Material for this exercise
## begin
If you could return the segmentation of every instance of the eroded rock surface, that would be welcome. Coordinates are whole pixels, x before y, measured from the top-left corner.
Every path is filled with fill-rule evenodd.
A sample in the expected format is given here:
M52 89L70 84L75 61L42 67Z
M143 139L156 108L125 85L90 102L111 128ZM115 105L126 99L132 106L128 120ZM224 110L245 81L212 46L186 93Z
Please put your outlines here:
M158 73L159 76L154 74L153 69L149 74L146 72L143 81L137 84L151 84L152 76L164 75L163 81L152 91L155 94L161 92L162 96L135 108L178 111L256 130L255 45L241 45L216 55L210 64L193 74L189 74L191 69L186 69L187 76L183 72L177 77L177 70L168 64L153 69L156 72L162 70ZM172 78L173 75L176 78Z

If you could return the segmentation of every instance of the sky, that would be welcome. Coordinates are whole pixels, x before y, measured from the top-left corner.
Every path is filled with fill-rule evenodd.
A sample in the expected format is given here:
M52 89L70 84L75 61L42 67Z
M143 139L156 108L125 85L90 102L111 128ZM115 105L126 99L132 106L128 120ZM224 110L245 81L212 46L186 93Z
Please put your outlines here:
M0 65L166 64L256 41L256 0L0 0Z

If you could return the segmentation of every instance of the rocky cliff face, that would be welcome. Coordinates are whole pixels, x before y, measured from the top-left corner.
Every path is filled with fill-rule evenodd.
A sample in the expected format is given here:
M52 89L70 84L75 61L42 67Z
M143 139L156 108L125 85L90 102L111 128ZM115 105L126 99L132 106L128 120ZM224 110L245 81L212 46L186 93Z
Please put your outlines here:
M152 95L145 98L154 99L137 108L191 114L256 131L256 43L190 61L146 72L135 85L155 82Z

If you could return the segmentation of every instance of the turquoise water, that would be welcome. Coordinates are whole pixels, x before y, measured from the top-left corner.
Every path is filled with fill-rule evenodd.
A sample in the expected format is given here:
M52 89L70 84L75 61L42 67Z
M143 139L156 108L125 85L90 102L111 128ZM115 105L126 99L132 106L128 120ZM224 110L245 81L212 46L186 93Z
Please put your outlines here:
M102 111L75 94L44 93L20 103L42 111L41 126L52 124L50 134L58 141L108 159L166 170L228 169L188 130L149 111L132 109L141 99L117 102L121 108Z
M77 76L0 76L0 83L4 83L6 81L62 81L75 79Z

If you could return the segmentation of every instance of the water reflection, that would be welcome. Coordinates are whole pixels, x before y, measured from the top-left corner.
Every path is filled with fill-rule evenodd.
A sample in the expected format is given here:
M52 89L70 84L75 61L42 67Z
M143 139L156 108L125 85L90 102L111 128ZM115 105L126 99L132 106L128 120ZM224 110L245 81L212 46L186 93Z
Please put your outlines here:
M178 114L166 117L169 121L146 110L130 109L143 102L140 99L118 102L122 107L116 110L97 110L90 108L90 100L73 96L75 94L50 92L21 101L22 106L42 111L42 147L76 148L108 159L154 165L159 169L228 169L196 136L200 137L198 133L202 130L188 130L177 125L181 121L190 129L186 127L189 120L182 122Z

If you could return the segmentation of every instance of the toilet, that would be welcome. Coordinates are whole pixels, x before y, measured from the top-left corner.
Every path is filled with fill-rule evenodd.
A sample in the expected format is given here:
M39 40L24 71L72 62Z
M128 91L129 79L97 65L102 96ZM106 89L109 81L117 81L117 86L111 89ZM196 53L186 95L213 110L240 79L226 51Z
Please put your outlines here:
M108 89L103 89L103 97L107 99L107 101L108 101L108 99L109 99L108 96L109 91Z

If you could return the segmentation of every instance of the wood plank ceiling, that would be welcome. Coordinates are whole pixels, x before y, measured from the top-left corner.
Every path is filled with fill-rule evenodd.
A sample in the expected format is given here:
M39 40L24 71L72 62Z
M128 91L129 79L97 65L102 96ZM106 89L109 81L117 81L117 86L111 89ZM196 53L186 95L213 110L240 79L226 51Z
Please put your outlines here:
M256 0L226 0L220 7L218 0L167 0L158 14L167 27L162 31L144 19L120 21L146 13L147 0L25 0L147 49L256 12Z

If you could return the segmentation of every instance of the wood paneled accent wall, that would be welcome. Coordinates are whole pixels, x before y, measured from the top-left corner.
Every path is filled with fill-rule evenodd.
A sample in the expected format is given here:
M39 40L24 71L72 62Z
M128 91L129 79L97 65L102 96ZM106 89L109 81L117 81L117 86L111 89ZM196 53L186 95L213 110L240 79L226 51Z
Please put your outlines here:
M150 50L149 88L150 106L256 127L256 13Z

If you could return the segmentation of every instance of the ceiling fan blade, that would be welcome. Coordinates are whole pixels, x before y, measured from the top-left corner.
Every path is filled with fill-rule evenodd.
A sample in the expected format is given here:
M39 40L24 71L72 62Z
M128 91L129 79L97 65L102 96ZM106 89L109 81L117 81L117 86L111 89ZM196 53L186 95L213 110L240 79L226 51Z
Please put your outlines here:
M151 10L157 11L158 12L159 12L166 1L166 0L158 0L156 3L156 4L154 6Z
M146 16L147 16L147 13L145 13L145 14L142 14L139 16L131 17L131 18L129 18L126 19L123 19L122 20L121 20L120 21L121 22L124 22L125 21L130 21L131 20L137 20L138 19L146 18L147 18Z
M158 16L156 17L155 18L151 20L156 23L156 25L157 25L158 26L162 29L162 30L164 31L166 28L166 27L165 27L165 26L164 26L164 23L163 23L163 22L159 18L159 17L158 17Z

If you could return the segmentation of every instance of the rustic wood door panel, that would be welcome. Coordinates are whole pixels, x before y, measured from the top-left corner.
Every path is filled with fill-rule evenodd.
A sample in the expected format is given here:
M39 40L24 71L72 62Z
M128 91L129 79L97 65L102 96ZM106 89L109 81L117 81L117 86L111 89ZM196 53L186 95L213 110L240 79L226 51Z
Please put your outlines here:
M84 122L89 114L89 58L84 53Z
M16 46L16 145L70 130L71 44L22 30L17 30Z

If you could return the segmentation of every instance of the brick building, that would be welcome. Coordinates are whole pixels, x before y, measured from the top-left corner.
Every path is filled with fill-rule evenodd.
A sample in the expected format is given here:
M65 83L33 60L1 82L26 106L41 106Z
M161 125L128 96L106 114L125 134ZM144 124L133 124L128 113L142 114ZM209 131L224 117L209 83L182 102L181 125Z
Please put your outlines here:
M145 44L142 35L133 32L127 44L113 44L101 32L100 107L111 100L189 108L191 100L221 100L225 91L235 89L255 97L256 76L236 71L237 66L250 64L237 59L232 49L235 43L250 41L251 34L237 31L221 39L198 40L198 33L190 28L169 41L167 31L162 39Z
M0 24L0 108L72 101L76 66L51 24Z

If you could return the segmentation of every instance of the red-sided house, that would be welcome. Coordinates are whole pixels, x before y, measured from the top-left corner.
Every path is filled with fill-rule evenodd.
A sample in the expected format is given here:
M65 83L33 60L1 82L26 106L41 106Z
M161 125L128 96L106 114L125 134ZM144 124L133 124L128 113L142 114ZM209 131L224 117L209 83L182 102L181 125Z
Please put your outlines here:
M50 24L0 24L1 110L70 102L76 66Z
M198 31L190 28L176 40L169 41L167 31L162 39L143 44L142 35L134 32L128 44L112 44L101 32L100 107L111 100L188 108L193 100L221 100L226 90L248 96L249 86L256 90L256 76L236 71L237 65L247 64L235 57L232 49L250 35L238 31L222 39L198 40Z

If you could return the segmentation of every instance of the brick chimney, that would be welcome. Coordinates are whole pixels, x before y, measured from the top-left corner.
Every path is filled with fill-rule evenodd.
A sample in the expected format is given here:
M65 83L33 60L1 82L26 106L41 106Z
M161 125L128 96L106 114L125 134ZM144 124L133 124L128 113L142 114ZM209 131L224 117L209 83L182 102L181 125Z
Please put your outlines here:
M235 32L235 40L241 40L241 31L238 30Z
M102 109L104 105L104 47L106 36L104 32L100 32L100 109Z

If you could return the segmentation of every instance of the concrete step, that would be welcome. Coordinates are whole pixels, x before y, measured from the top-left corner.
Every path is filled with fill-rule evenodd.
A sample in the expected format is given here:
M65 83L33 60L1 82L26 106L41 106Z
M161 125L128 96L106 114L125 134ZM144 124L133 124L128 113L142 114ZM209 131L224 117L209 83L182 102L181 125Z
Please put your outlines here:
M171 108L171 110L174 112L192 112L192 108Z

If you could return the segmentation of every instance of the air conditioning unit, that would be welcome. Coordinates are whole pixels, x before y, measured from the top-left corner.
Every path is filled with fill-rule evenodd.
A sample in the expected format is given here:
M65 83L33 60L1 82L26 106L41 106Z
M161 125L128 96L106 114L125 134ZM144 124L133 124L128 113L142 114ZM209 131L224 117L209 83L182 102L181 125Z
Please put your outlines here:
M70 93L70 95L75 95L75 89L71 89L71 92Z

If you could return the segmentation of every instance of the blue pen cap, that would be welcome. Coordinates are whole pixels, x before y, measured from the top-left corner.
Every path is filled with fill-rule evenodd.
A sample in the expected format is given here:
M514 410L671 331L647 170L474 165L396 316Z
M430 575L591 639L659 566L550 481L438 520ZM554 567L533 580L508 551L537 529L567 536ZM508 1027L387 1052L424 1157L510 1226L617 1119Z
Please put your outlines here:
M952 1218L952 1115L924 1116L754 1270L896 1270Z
## end
What the task requires
Render the lines as a Markdown table with the columns "No." and "Line", numbering each row and omitting any blank lines. Begin at the line that contains "of the red-sided" and end after the line that contains "M50 24L0 24L1 110L70 102L76 66Z", including both.

Full response
| No. | Line |
|---|---|
| 1 | If you could return the segmentation of every instance of the red-sided house, that would be welcome. Coordinates are whole pixels, x before y, measured from the top-left corner. |
| 2 | Every path is filled with fill-rule evenodd. |
| 3 | A sample in the expected format is given here: |
| 4 | M65 83L33 60L1 82L26 106L41 106Z |
| 5 | M161 125L128 96L106 114L125 134ZM144 124L133 124L128 113L142 114ZM209 131L224 117L209 83L182 102L181 125Z |
| 6 | Please put your outlines here: |
| 7 | M50 24L0 24L1 110L70 102L76 66Z |